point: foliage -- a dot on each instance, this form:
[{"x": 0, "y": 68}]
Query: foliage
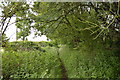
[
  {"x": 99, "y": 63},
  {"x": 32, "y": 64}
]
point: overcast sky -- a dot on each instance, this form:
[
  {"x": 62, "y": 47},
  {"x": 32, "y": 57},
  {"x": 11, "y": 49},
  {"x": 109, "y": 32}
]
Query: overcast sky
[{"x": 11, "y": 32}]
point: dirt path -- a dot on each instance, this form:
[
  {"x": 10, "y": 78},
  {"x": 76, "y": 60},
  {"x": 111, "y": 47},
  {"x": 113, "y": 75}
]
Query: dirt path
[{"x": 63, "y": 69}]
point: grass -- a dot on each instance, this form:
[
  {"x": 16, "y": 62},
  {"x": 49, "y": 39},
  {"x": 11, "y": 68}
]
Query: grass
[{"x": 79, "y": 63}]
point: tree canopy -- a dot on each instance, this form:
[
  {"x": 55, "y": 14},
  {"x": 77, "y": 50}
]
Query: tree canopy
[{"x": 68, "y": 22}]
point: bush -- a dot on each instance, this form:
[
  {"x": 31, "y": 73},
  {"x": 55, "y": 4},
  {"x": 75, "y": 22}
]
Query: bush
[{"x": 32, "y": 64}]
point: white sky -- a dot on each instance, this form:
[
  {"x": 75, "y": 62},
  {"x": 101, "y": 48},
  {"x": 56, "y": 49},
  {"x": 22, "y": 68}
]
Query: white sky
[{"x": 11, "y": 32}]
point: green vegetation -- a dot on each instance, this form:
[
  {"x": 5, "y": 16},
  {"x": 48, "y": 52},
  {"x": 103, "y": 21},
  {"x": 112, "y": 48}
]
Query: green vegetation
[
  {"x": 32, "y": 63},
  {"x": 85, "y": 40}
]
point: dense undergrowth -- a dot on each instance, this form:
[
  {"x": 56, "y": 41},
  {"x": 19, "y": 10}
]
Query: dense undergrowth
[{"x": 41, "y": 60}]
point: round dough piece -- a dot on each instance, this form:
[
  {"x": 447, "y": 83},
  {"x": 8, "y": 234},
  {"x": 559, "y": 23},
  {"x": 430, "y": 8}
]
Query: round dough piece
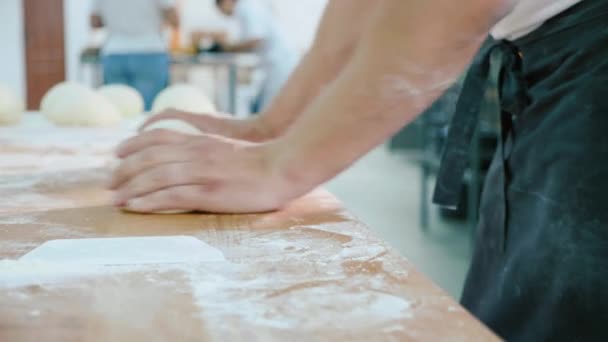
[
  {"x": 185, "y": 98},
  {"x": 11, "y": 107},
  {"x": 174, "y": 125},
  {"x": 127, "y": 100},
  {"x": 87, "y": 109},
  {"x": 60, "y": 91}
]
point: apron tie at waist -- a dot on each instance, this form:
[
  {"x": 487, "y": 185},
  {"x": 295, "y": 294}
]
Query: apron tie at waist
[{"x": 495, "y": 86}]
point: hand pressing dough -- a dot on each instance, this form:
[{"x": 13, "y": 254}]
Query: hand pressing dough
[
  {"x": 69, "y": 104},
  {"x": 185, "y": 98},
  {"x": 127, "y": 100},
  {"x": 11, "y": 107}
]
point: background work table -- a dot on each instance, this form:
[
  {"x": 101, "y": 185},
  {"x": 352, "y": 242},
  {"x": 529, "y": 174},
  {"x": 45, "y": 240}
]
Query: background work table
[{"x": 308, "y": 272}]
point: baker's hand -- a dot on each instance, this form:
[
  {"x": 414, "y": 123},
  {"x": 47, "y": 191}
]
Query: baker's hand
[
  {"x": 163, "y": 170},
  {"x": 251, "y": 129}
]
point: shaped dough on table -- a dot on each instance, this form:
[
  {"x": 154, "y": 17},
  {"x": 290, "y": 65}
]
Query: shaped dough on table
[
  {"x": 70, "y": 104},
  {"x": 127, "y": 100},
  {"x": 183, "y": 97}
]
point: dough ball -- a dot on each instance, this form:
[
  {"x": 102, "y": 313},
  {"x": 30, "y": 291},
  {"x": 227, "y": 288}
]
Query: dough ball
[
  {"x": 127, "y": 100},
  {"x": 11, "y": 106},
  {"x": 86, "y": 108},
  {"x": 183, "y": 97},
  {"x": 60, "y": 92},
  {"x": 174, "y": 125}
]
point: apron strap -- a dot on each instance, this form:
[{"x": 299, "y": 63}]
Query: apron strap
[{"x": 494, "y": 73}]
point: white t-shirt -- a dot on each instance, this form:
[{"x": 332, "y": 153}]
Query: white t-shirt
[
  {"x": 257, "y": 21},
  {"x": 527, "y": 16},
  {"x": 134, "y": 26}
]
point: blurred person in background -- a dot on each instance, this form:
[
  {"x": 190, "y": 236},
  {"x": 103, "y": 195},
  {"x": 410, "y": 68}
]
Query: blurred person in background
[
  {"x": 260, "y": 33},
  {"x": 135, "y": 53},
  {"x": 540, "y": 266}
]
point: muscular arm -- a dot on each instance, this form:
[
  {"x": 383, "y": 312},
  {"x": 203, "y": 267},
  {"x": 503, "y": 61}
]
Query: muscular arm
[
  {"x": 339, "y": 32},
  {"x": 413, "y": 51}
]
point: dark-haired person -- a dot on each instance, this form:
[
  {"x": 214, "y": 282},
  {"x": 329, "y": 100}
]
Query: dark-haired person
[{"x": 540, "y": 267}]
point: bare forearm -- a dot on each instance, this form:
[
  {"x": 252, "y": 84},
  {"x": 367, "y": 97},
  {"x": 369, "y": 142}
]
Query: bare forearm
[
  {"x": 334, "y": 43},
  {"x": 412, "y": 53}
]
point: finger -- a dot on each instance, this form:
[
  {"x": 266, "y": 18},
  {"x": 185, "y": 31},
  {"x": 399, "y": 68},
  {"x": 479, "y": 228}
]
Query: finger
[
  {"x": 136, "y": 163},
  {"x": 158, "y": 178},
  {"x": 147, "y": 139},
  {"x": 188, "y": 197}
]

§

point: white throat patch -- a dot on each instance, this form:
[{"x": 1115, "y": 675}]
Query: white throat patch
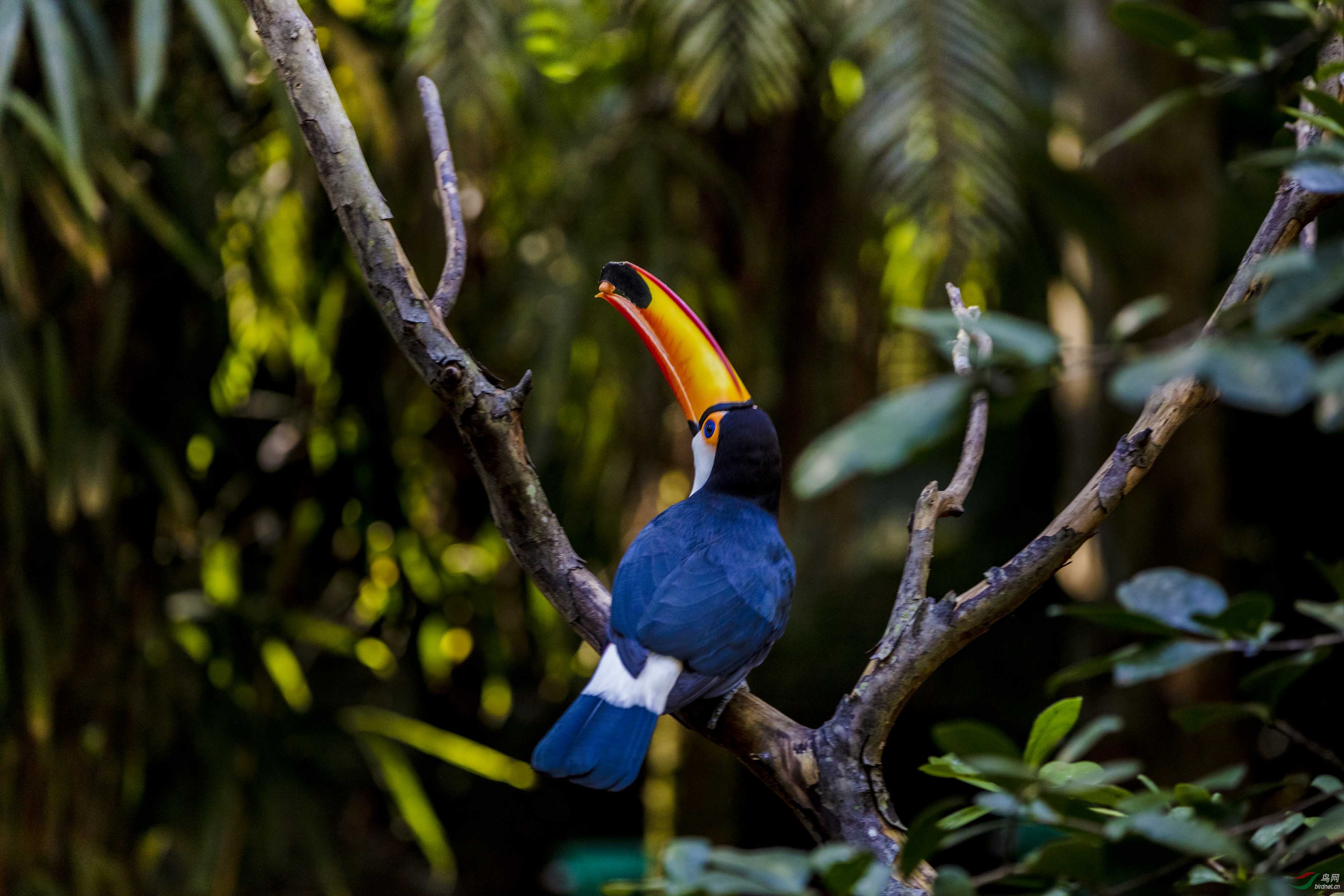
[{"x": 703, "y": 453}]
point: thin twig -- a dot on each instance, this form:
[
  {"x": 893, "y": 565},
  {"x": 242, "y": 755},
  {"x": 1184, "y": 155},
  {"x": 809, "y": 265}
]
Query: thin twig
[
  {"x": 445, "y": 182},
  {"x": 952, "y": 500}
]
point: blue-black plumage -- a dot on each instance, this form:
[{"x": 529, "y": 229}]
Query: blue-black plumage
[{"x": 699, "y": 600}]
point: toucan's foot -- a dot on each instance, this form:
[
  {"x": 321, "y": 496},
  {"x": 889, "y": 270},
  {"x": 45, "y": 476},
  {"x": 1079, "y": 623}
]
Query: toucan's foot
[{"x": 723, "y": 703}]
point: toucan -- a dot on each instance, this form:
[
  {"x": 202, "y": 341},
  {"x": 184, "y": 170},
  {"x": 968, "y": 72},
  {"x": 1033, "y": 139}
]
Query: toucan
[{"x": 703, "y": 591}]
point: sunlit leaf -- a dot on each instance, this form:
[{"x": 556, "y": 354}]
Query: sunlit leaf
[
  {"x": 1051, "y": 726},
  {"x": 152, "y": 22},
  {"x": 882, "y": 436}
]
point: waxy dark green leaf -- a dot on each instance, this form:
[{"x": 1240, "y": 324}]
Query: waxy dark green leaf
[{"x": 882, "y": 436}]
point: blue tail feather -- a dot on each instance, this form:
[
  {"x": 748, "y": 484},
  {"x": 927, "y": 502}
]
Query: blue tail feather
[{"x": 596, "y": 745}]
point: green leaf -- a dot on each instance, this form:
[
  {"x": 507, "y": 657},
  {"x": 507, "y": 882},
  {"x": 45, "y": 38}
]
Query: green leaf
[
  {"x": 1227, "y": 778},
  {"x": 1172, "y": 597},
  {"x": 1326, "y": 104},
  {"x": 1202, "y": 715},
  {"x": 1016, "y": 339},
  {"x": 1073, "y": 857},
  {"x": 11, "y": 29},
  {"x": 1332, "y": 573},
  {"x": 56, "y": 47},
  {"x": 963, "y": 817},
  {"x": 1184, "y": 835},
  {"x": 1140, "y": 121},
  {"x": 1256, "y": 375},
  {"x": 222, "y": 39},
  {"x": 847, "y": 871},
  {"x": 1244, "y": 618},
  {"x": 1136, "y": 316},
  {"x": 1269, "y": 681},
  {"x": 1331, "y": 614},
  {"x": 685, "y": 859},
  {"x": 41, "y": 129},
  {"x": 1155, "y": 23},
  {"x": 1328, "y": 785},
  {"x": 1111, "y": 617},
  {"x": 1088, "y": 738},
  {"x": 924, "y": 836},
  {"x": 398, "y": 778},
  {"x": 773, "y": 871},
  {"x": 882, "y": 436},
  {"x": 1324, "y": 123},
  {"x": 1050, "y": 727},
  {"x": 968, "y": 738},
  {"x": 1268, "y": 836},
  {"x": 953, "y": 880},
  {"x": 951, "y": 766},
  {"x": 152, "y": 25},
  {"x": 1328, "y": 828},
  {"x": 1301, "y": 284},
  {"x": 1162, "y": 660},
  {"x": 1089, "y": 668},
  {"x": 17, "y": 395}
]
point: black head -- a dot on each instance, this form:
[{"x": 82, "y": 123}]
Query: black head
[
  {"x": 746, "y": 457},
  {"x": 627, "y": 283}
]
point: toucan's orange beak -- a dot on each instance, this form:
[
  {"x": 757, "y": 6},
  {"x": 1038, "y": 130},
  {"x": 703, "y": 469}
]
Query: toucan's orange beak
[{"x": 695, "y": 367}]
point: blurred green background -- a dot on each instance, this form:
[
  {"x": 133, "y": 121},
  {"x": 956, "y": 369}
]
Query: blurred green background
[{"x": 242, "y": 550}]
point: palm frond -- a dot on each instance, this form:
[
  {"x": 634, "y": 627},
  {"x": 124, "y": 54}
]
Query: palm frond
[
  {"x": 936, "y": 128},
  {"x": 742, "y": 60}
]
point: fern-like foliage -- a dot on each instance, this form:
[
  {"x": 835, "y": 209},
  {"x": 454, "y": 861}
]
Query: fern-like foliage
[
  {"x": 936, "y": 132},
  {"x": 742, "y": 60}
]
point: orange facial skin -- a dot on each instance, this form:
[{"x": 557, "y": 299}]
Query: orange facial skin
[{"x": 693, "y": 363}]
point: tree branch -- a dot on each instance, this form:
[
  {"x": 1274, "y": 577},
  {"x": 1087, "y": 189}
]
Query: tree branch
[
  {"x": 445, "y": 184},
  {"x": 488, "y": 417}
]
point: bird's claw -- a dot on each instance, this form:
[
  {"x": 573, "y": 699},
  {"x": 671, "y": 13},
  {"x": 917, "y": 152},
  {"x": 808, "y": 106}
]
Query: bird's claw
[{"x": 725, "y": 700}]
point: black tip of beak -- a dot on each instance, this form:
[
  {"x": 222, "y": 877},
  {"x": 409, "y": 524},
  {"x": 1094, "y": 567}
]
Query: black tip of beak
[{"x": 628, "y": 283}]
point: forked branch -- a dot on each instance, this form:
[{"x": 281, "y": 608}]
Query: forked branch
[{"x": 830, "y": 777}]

§

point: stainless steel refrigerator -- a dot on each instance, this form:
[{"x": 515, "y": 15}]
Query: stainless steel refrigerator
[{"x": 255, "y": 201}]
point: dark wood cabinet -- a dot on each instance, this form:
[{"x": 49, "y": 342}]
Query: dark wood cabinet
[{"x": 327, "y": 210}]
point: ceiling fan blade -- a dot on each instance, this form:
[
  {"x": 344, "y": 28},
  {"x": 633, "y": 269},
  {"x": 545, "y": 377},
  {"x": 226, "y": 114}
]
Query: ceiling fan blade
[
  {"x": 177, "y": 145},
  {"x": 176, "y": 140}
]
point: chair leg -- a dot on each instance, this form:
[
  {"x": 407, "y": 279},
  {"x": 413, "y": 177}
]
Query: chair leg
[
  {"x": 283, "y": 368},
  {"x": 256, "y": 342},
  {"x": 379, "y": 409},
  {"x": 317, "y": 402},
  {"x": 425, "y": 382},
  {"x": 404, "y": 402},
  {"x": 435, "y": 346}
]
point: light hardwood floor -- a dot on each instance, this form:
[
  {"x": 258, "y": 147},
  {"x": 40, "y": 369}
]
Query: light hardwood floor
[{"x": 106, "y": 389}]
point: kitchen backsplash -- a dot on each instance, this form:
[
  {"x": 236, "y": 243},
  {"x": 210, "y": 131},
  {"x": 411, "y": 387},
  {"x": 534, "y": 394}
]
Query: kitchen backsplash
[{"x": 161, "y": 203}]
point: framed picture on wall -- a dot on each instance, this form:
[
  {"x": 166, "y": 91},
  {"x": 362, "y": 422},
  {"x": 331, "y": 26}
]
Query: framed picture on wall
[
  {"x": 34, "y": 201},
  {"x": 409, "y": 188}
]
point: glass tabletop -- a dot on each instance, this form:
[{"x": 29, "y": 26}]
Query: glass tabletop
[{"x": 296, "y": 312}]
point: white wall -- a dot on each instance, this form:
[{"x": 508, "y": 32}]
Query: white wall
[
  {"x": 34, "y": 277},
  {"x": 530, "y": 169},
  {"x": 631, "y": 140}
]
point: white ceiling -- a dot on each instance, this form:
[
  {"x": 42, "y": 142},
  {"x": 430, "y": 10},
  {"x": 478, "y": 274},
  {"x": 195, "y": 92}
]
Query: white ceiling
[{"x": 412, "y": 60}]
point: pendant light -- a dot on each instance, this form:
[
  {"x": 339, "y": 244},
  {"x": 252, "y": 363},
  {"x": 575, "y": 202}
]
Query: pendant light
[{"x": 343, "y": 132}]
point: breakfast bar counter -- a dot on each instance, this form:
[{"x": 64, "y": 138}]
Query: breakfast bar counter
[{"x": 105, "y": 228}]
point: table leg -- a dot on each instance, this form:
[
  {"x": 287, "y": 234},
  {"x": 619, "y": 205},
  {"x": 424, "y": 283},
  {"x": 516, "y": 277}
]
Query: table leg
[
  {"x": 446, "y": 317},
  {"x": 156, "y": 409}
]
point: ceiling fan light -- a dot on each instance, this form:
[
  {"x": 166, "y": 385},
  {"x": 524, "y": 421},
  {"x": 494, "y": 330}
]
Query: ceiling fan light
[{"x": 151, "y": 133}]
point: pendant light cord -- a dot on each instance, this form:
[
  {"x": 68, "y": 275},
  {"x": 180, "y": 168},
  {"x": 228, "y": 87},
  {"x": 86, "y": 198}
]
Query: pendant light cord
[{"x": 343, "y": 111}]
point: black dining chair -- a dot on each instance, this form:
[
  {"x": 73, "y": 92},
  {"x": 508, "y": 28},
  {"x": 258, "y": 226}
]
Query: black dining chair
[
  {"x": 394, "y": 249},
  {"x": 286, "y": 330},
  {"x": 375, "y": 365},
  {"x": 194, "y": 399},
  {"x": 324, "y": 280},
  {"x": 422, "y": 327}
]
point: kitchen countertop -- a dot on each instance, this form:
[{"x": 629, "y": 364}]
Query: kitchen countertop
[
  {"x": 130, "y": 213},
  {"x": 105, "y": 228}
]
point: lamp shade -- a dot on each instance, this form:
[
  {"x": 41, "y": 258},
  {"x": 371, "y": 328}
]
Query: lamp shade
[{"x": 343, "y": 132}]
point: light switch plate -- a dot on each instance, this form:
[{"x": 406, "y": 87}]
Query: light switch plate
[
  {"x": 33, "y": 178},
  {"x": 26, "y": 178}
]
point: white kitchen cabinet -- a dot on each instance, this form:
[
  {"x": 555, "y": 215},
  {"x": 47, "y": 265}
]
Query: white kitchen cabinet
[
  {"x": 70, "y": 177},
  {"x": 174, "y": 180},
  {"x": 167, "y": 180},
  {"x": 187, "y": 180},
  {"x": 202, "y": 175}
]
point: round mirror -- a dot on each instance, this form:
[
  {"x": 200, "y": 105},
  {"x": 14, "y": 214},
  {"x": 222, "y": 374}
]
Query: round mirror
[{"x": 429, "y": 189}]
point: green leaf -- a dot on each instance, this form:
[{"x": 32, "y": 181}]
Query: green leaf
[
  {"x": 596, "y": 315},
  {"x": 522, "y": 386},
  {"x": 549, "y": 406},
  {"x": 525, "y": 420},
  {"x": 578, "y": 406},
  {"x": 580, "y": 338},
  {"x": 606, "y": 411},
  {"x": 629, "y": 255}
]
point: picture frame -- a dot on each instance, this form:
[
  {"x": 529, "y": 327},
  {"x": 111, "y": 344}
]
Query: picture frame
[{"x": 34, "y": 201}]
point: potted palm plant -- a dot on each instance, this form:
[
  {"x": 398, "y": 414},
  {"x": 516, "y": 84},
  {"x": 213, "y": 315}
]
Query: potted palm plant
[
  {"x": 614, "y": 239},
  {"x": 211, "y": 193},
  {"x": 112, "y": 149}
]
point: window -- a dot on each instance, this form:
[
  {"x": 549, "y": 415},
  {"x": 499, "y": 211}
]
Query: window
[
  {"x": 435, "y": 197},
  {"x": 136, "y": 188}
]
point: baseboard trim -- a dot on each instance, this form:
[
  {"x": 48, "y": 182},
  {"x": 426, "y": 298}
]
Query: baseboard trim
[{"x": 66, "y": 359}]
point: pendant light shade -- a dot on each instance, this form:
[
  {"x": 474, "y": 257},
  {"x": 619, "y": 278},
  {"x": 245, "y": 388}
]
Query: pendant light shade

§

Extract every line in the data above that contains the word "refrigerator", copying each line in full.

▶ Full solution
point: stainless steel refrigerator -- a dot on each instance, this form:
Query: stainless steel refrigerator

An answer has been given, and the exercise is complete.